• _SOURCE_
Five hours into the negotiations, the tense standoff unexpectedly reached its climax. What exactly ignited the tragic denouement somewhere along the road linking Difra to Abyei town remains at present time unknown. Its deadly consequences were felt, however, in both Juba and Khartoum with fears of the worst for the peace process between South Sudan and its northern neighbor. Paramount Chief Kuol Deng Kuol had been shot dead.
Returning from a field visit some fifty kilometers north-east of Abyei town, an armored convoy carrying the Dinka Ngok delegation came to an abrupt stop. Blocking the road was an unidentified group of Misseriya gunmen with AKs and RPGs. They swiftly laid siege to the vehicles, demanding a parley with the UN peacekeepers that escorted them. It would later be claimed that these militants were angered by the unapproved tour of the Dinka leaders through land claimed by the Arab nomadic tribe.
While Major General Yohannes Tesfemariam, commander of the UNISFA deployment, tried to reason with the assailants who demanded that the UN force hand them over the tribal leaders, Chief Kuol and his cohort waited anxiously inside their cars. Calls were made to the authorities in Abyei town, Juba and Khartoum by the UN staffers, in order to find a peaceful way out. But the disobliging aggressors would not leave until they had secured custody of the Dinka chiefs. As the hours passed, the negotiations stalled. Until they went awfully wrong. The rest is now history.
How this unfortunate incident will affect the future relations between the two nations remains to be seen. Its exploitation by one side or the other could prove particularly dangerous for the stability of Abyei. Popular passions are easy to inflame in the disputed region, and distrust between the Misseriya and the Dinka has only grown deeper by the day since the 2011 independence.
The Abyei incident, however, may instead serve as a concrete, if tragic, building block for more peaceful relations between the South and the North. Indeed, if anything, the days since the killing have illustrated that the two neighbors may finally be starting to grasp the necessity of more restrained dealings with one another. Chief Kuol’s death could serve as a moment for dropping the use of guns and embracing instead the use of international law and diplomatic channels.

• _WORK TO DO_
(1) Copy out the passage from the Abyei article, starting at "The Abyei incident, however, may" and continuing up to and including "and diplomatic channels.".
(2) Pull out every line of the listing that contains the string "white".

• _DATA TO PROCESS_

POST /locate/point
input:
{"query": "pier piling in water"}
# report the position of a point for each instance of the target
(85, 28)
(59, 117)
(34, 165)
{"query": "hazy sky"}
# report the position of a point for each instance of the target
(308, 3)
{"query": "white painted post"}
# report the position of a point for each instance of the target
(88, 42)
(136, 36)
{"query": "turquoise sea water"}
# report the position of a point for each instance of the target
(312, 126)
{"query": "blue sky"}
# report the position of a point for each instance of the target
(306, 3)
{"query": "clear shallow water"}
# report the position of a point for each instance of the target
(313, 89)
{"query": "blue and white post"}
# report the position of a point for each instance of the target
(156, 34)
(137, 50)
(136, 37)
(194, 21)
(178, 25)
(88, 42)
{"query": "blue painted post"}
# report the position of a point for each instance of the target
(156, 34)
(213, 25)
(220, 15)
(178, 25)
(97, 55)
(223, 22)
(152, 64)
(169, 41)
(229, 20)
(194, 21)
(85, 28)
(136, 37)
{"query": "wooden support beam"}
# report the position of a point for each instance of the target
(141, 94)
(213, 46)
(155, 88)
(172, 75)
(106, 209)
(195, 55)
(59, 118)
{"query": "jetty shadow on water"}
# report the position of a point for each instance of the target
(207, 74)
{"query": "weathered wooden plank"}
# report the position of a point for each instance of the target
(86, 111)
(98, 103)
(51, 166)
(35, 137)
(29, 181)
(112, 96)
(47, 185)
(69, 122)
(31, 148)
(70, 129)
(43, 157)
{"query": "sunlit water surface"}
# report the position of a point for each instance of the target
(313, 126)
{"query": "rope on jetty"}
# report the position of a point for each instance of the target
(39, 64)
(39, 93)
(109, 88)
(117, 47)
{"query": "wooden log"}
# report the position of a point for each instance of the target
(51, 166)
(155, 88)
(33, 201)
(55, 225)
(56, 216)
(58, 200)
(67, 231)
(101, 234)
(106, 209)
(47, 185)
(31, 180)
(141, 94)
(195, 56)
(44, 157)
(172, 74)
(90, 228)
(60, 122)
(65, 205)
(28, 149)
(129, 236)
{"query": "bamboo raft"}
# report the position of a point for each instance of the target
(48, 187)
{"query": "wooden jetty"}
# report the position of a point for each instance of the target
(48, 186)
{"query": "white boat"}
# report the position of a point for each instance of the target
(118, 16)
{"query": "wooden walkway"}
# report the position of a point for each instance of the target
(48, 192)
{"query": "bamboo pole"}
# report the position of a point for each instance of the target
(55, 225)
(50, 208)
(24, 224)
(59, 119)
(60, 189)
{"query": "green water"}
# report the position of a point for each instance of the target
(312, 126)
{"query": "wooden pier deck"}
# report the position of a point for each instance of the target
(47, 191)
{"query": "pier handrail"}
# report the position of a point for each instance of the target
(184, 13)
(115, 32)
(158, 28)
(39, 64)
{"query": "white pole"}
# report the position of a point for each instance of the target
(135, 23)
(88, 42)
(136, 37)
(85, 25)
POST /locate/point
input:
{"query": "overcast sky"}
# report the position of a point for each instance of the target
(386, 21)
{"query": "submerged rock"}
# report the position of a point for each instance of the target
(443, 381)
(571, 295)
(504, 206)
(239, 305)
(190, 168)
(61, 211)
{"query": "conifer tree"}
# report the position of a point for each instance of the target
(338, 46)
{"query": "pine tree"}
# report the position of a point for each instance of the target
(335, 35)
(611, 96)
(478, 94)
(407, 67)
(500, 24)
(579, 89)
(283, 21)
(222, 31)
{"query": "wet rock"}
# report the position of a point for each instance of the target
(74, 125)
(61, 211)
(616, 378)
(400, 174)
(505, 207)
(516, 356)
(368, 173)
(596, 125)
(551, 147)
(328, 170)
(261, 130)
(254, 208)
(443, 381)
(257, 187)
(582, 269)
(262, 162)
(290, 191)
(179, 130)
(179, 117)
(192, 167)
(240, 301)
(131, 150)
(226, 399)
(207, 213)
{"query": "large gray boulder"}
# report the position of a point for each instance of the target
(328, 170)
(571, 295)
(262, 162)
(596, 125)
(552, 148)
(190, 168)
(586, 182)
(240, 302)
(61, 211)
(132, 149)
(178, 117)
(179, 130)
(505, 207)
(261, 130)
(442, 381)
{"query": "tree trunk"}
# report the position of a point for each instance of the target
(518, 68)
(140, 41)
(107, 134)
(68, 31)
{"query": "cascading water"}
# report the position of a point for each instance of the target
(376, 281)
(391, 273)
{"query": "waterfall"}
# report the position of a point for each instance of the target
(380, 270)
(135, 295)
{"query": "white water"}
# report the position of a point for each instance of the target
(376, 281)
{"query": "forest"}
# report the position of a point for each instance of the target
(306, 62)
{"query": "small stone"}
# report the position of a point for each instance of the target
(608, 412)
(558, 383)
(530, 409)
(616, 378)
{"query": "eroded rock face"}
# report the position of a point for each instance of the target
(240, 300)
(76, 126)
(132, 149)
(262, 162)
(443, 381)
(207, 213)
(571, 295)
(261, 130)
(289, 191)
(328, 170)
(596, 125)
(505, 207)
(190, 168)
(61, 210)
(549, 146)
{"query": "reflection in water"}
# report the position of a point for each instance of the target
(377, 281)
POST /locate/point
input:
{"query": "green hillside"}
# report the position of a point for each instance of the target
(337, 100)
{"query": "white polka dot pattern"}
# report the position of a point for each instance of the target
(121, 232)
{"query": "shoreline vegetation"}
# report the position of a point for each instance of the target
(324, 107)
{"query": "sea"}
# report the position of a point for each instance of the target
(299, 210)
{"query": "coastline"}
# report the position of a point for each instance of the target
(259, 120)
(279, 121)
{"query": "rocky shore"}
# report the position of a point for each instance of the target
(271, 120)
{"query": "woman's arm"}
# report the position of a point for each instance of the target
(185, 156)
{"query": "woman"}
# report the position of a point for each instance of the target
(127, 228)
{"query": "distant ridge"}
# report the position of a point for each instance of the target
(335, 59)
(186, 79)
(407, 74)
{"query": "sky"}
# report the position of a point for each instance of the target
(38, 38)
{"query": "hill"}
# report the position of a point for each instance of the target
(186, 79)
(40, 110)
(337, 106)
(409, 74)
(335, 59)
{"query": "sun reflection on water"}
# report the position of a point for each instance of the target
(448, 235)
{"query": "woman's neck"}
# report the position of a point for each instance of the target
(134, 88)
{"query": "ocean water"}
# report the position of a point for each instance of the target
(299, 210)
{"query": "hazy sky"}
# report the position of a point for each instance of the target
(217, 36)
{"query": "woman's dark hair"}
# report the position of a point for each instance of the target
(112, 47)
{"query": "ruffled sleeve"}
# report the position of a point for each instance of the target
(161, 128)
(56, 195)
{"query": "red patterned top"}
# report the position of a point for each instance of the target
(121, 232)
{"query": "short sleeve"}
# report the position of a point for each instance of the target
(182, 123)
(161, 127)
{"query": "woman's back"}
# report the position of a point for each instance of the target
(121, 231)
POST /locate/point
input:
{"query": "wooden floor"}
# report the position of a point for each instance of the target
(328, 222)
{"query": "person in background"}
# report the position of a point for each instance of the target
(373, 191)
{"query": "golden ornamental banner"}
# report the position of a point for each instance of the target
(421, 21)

• _RESPONSES TO THE EXERCISE_
(1)
The Abyei incident, however, may instead serve as a concrete, if tragic, building block for more peaceful relations between the South and the North. Indeed, if anything, the days since the killing have illustrated that the two neighbors may finally be starting to grasp the necessity of more restrained dealings with one another. Chief Kuol’s death could serve as a moment for dropping the use of guns and embracing instead the use of international law and diplomatic channels.

(2)
{"query": "white painted post"}
{"query": "blue and white post"}
{"query": "white boat"}
{"query": "white pole"}
{"query": "white water"}
{"query": "white polka dot pattern"}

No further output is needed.